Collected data

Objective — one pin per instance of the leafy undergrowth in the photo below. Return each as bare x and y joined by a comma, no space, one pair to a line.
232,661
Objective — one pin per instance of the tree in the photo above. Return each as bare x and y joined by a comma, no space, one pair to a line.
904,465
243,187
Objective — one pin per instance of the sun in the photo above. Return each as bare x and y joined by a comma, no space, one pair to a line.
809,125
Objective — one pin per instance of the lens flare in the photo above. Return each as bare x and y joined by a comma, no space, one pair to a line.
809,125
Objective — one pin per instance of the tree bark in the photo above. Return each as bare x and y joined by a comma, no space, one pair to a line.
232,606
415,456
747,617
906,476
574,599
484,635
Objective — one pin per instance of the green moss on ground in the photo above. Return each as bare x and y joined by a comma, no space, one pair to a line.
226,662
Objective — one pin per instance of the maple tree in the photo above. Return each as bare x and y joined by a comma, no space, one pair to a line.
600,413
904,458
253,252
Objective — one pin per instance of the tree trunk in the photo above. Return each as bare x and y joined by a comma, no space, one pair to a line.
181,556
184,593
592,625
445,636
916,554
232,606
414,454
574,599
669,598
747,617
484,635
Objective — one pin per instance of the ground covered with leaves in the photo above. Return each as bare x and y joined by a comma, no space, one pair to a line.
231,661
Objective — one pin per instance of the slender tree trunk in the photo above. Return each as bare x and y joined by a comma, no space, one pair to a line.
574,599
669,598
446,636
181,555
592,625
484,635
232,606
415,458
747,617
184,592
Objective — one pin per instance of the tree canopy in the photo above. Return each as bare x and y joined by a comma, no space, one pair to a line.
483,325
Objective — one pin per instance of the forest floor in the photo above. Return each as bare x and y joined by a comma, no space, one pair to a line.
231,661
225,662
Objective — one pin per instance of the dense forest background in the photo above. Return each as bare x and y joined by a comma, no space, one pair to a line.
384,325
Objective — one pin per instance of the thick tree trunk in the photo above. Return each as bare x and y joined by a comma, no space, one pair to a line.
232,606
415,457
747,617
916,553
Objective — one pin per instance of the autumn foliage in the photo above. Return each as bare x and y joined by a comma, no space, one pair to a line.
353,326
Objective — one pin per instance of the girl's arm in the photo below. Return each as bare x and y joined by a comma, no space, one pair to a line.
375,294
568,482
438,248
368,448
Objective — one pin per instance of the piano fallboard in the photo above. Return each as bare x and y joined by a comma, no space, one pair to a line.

## WRITTEN PROBLEM
Could you give all of the records above again with "one pin" swapped for "one point" and nothing else changed?

## TASK RESULT
Objective — one point per instance of the leafy undergrowth in the photo below. Return each as bare x and y joined by a comma, no space, one pair to a line.
232,661
Objective — one point per instance of the tree in the photo above. Return each as bare x and y joined by a comma, no space, one pair to a line.
904,465
243,187
Objective — one point per instance of the sun in the photo above. Return each as bare x and y joined by a comma, no space, one pair to a line.
809,125
Objective — one point per instance of the lens flare in the photo above. Return each as bare x and y joined by a comma, no space, one pair to a line.
809,125
Objective — one point per instance of the tree bark in the photo above. Return each as bare x and y joined by a comma, no space, one pair to a line.
232,606
415,456
747,617
906,476
574,599
484,635
Objective — one point per instance of the green moss on ground in the photo above. Return each as bare x and y joined by a comma, no space, one pair to a line.
226,662
Objective — one point per instance of the maple tree in the photo above. Return each as bare x and y joined by a comma, no space, one pair to a line.
600,413
904,458
253,252
Objective — one point per instance of the tree trunk in the photo above. Return each as bare x and y joined by a comma, no space, one pair to a line.
181,556
184,593
592,625
445,636
916,554
232,606
414,454
574,599
669,598
747,617
484,635
Objective — one point per instance of the ground covered with leaves in the photo above. Return each as bare x and y joined by a comma, no space, one pair to a line.
231,661
Objective — one point per instance of the slender tree trunk in the photo above. Return each as bare x and y joined by a comma, no space, one pair to a line.
574,599
669,598
446,636
181,555
592,625
484,635
232,606
415,458
747,617
184,592
Objective — one point per instance of the tree canopy in the photo above. Return each as bare x and y joined by a comma, no space, one pair to a line.
483,325
Objective — one point per instance of the forest floor in the photo above. Return each as bare x and y joined by a comma, no space, one pair to a line.
231,661
225,662
Objective — one point per instance of the dense forest background in the photo above. Return each as bare x and y joined by a comma, no space, one pair to a line.
384,325
Objective — one point per instance of the thick tree trunk in the photo above. Return each as bare x and y joined by a comma, no space, one pair to a line.
232,606
415,457
747,617
916,553
Objective — one point per instance of the autumn foliage in the photo above. Return each as bare x and y joined by a comma, no space, one pair to a line.
353,326
Objective — one point per instance of the girl's arm in the photo below. Return each as bare x and y joined by a comma, no space, one pair to a line.
375,294
568,482
438,248
368,448
Objective — one point per instance of the piano fallboard in the photo above. Return each as bare x and y joined by a comma, no space, one pair to a line.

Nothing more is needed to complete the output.